* **Work required**
Every record is to be restated exactly, with nothing left out.

* **Excerpted records**

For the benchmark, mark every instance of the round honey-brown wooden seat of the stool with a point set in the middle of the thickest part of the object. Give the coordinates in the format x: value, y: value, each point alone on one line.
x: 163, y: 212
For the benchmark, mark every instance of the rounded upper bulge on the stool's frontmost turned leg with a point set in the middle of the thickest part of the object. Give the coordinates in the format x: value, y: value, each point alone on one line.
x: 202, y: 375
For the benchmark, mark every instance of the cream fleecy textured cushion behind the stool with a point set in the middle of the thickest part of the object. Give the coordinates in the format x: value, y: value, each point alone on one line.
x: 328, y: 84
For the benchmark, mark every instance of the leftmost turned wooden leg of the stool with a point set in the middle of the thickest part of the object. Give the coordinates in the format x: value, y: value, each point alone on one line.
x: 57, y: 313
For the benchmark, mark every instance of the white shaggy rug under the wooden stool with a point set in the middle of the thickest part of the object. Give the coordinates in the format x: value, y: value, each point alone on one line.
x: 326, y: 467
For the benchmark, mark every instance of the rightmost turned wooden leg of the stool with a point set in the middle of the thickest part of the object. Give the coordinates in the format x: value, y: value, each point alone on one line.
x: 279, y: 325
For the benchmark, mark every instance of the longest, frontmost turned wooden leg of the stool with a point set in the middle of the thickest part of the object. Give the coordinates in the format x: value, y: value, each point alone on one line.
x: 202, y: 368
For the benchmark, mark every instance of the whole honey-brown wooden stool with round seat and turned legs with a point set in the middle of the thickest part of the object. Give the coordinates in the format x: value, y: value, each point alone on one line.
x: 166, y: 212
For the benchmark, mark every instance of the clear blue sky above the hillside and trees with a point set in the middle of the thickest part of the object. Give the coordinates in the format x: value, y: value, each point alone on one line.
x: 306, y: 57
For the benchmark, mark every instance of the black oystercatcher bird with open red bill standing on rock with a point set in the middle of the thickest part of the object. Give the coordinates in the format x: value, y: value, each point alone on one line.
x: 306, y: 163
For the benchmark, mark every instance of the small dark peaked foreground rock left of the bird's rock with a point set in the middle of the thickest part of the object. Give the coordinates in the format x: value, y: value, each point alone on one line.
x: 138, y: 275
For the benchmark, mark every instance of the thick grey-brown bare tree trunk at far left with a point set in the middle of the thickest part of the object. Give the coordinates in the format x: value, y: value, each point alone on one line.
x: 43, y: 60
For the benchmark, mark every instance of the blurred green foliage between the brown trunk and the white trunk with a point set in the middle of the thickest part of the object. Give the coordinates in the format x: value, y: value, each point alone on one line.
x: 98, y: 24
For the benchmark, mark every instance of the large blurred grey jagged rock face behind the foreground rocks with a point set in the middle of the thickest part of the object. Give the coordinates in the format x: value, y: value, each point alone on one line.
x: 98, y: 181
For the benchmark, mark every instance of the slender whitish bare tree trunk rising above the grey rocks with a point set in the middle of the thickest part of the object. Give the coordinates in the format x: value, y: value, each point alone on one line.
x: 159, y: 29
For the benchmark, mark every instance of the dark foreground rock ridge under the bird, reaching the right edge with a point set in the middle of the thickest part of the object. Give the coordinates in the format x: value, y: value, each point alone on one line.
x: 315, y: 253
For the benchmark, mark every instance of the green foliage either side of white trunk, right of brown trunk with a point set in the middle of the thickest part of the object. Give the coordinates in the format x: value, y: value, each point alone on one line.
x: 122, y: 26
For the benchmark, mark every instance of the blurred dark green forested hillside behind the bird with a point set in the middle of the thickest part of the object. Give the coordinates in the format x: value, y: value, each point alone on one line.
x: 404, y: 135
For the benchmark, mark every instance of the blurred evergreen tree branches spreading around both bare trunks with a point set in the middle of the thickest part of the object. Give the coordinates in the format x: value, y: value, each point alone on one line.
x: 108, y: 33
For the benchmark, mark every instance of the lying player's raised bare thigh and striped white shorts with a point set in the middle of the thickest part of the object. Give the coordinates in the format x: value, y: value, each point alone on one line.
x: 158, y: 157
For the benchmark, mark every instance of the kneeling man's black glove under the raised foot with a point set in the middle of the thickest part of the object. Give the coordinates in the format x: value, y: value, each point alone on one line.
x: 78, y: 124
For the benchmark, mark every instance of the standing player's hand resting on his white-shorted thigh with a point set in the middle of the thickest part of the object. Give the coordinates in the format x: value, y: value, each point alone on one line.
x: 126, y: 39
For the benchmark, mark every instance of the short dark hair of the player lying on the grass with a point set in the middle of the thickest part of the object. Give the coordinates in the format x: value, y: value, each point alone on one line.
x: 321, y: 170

* **Output of the exercise**
For the benchmark, mark every instance of the round honey-brown wooden seat of the stool with a point set in the middle of the thickest part of the object. Give the coordinates in the format x: value, y: value, each point alone on one line.
x: 163, y: 212
For the benchmark, mark every instance of the rounded upper bulge on the stool's frontmost turned leg with a point set in the middle of the thickest part of the object. Give the coordinates in the format x: value, y: value, each point alone on one line.
x: 202, y: 375
For the benchmark, mark every instance of the cream fleecy textured cushion behind the stool with a point set in the middle of the thickest part of the object. Give the coordinates in the format x: value, y: value, each point alone on one line.
x: 328, y: 84
For the benchmark, mark every instance of the leftmost turned wooden leg of the stool with a point set in the middle of the thickest part of the object. Give the coordinates in the format x: value, y: value, each point alone on one line.
x: 57, y: 313
For the benchmark, mark every instance of the white shaggy rug under the wooden stool with a point set in the middle of the thickest part of the object. Give the coordinates in the format x: value, y: value, each point alone on one line.
x: 326, y: 467
For the benchmark, mark every instance of the rightmost turned wooden leg of the stool with a point set in the middle of the thickest part of the object. Give the coordinates in the format x: value, y: value, each point alone on one line.
x: 279, y: 325
For the benchmark, mark every instance of the longest, frontmost turned wooden leg of the stool with a point set in the middle of the thickest part of the object. Give the coordinates in the format x: value, y: value, each point alone on one line.
x: 202, y: 368
For the benchmark, mark every instance of the whole honey-brown wooden stool with round seat and turned legs with a point set in the middle of the thickest part of the object. Give the coordinates in the format x: value, y: value, each point alone on one line.
x: 166, y: 212
For the benchmark, mark every instance of the clear blue sky above the hillside and trees with a point set in the middle of the thickest part of the object. Give the coordinates in the format x: value, y: value, each point alone on one line.
x: 306, y: 57
For the benchmark, mark every instance of the black oystercatcher bird with open red bill standing on rock with a point set in the middle of the thickest part of the object. Give the coordinates in the format x: value, y: value, each point alone on one line.
x: 306, y: 163
For the benchmark, mark every instance of the small dark peaked foreground rock left of the bird's rock with a point set in the middle of the thickest part of the object. Give the coordinates in the format x: value, y: value, each point alone on one line.
x: 138, y: 275
For the benchmark, mark every instance of the thick grey-brown bare tree trunk at far left with a point set in the middle of the thickest part of the object. Give the coordinates in the format x: value, y: value, each point alone on one line.
x: 43, y: 60
For the benchmark, mark every instance of the blurred green foliage between the brown trunk and the white trunk with a point set in the middle of the thickest part of the object. Give the coordinates in the format x: value, y: value, each point alone on one line.
x: 98, y: 24
For the benchmark, mark every instance of the large blurred grey jagged rock face behind the foreground rocks with a point set in the middle of the thickest part of the object. Give the coordinates in the format x: value, y: value, each point alone on one line.
x: 98, y: 181
For the benchmark, mark every instance of the slender whitish bare tree trunk rising above the grey rocks with a point set in the middle of the thickest part of the object. Give the coordinates in the format x: value, y: value, each point alone on one line.
x: 159, y: 29
For the benchmark, mark every instance of the dark foreground rock ridge under the bird, reaching the right edge with a point set in the middle of the thickest part of the object. Give the coordinates in the format x: value, y: value, each point alone on one line.
x: 315, y: 253
For the benchmark, mark every instance of the green foliage either side of white trunk, right of brown trunk with a point set in the middle of the thickest part of the object. Give the coordinates in the format x: value, y: value, each point alone on one line.
x: 122, y: 26
For the benchmark, mark every instance of the blurred dark green forested hillside behind the bird with a point set in the middle of the thickest part of the object. Give the coordinates in the format x: value, y: value, each point alone on one line.
x: 404, y: 135
For the benchmark, mark every instance of the blurred evergreen tree branches spreading around both bare trunks with a point set in the middle of the thickest part of the object. Give the coordinates in the format x: value, y: value, each point alone on one line.
x: 108, y: 33
For the benchmark, mark every instance of the lying player's raised bare thigh and striped white shorts with a point set in the middle of the thickest part of the object. Give the coordinates in the format x: value, y: value, each point alone on one line.
x: 158, y: 157
For the benchmark, mark every instance of the kneeling man's black glove under the raised foot with a point set in the middle of the thickest part of the object. Give the coordinates in the format x: value, y: value, each point alone on one line.
x: 78, y: 124
For the benchmark, mark every instance of the standing player's hand resting on his white-shorted thigh with a point set in the middle of the thickest part of the object. Give the coordinates in the format x: value, y: value, each point alone on one line.
x: 126, y: 39
For the benchmark, mark every instance of the short dark hair of the player lying on the grass with a point set in the middle of the thickest part of the object. Give the coordinates in the format x: value, y: value, each point alone on one line.
x: 321, y: 170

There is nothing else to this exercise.